List each line in the records below that contains the word "cabinet". Case matters.

==============================

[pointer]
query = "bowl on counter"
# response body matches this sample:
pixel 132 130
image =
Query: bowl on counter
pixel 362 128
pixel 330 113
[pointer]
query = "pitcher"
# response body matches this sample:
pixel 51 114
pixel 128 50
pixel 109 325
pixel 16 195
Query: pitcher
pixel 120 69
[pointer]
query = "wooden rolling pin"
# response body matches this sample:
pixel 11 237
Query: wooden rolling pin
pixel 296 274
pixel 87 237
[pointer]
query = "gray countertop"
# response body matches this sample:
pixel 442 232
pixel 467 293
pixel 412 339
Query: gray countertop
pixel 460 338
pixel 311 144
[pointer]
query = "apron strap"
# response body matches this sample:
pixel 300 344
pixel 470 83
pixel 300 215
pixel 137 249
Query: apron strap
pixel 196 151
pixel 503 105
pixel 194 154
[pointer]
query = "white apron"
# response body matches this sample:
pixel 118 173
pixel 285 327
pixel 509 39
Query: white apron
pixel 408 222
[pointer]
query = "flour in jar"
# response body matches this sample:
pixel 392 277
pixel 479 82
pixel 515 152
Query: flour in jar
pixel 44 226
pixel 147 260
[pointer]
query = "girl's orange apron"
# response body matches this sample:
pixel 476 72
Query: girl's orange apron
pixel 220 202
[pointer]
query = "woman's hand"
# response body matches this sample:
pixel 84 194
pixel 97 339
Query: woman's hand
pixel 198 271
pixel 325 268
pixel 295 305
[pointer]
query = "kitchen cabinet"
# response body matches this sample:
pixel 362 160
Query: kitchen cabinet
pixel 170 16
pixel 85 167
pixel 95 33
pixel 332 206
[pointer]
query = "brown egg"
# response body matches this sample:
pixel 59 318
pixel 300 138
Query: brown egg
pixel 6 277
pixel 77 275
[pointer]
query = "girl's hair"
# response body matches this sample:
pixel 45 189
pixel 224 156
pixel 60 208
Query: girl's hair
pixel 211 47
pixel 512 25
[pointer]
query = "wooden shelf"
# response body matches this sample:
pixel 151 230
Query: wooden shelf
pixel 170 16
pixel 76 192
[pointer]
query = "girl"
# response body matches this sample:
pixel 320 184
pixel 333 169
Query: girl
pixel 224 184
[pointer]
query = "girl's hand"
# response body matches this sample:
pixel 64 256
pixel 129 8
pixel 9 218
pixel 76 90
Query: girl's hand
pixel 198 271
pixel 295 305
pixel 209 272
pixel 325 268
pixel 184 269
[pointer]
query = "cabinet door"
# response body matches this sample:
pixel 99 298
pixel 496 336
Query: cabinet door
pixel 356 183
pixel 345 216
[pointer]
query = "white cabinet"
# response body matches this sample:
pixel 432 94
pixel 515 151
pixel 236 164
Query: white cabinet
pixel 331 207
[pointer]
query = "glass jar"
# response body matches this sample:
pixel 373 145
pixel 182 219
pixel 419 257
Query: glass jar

==============================

→ **ANSWER**:
query = "kitchen cabinet"
Query: kitchen cabinet
query = "cabinet door"
Query: cabinet door
query = "white cabinet"
Query: white cabinet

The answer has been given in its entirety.